____ ЦИТИРУЕМЫЙ ОТРЫВОК

Радость полноты – одна из самых высоких, доступных человеку радостей.
Воля только умная хороша
Свобода воли означает... не что иное, как способность принимать решения со знанием дела[33].
Хороший пример того, на что способна свободная воля, приведен в книге «Духовный мир развитого социалистического общества»[34]. Способность принимать решения показана на событиях периода Великой Отечественной войны. Об этом свидетельствуют победоносные наступательные операции, осуществленные в условиях, когда мы еще не имели преимущества перед врагом: «Так, победу под Москвой мы сумели одержать, не имея перевеса над противником в численности войск и техники. Не имели мы численного перевеса и при осуществлении операции окружения и последующего разгрома гитлеровцев под Сталинградом. Эти и другие убедительные факты говорят о неодолимой силе духовных факторов нового общества».
Воля – сила великая, но лишь если она разумная, применяется, как у нас, со знанием дела. Хорошо знать много и уметь глубоко чувствовать. Но тем более важно уметь и управлять в своих владениях толково.
Начинать учиться этому лучше в раннем возрасте.

________
____ ПРЕДОСТАВЛЕННЫЕ МАТЕРИАЛЫ

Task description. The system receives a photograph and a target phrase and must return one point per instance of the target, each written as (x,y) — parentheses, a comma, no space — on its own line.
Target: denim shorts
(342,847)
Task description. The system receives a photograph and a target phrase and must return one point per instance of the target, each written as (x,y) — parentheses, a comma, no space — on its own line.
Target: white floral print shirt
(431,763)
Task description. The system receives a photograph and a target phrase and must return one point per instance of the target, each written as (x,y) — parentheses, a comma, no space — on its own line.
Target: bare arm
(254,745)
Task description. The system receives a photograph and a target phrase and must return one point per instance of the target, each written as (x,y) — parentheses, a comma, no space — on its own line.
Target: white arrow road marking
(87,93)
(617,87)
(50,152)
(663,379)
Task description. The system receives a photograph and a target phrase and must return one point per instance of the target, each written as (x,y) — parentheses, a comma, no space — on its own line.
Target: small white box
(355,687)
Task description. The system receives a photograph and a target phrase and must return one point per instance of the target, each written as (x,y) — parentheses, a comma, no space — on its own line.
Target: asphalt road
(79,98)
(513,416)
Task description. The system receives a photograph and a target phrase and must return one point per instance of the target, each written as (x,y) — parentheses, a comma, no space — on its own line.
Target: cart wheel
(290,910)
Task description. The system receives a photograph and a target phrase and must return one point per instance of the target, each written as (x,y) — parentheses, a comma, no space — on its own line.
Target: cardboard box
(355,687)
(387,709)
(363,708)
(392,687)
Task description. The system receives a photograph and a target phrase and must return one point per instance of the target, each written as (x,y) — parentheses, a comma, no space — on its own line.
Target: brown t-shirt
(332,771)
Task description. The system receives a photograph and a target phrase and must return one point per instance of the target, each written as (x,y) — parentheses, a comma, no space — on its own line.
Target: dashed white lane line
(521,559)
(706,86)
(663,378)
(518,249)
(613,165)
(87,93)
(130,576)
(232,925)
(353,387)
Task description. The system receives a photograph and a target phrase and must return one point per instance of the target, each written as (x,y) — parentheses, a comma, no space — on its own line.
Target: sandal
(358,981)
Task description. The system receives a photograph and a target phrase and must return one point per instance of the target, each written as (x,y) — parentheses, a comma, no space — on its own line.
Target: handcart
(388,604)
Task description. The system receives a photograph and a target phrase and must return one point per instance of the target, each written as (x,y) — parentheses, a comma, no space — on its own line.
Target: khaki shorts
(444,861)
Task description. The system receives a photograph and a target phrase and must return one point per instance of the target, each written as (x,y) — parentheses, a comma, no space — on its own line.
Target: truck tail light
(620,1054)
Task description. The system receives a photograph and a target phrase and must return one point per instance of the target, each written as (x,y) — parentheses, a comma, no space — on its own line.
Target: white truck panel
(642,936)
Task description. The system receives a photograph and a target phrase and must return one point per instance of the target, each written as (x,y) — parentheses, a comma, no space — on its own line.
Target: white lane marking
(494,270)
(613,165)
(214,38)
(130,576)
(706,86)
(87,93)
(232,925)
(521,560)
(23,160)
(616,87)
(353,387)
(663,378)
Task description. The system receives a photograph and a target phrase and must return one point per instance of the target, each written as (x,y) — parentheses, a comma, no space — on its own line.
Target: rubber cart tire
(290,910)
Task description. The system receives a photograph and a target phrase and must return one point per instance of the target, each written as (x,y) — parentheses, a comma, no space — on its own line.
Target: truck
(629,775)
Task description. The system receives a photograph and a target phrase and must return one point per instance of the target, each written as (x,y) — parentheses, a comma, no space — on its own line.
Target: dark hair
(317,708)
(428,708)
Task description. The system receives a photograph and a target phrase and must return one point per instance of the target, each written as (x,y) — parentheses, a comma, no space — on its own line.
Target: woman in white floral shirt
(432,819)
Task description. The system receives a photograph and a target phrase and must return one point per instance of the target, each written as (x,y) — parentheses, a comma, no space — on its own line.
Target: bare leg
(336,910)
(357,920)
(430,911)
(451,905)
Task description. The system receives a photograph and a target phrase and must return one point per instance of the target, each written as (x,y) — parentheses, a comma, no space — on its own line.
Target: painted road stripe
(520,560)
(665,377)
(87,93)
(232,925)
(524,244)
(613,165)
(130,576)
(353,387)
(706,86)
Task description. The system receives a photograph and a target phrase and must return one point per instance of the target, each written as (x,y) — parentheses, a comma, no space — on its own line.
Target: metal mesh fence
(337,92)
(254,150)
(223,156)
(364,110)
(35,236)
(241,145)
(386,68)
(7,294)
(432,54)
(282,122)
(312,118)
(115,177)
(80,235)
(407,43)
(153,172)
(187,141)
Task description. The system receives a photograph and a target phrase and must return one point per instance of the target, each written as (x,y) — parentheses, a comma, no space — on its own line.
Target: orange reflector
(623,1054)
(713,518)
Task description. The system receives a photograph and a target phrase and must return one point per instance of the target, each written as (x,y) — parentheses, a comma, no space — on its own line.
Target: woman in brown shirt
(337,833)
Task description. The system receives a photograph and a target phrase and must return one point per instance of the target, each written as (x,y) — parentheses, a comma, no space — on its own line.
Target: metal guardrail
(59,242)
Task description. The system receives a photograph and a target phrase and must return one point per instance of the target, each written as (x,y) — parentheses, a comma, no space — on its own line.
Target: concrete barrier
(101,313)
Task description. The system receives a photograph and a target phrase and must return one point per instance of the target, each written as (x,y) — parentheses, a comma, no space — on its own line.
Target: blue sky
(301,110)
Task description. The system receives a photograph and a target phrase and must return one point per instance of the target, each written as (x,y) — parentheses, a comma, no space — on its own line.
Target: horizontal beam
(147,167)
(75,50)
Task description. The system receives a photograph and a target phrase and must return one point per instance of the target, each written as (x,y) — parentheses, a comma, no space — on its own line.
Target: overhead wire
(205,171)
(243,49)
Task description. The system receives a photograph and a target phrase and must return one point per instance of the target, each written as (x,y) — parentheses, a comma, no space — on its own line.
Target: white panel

________

## ЗАДАНИЕ A
В каком возрасте, согласно отрывку о свободе воли, лучше начинать учиться толково управлять в своих владениях?
## ЗАДАНИЕ B
Подхватите отрывок о свободе воли и продолжите его после последнего предложения.
Материалы никак не связаны с отрывком.

## РЕЗУЛЬТАТ A
В раннем возрасте.

## РЕЗУЛЬТАТ B
Вспоминаю, как я впервые задумался над этим.
Чего я особенно когда-то не терпел – это советов, как учить уроки и как проводить свое свободное время. Бывало, все мое тринадцатилетнее мужское достоинство вставало на дыбы, и я обязательно поступал наоборот.
– От четырех до пяти будешь заниматься физикой,– говорила мама.
Я уходил в сад и погружался в Фенимора Купера.
– Теперь можешь часок побегать.
– Что-то хочется еще по алгебре порешать,– отчаянно врал я. – Очень интересно.
Конечно, выигрывать от своего духа противоречия я ничего не выигрывал. Он не давал и ощущения свободы, к которому я стремился. В конце концов это оборачивалось моей же зависимостью от других: поступая обязательно наоборот, я уже тем самым мог до известной степени управляться другими.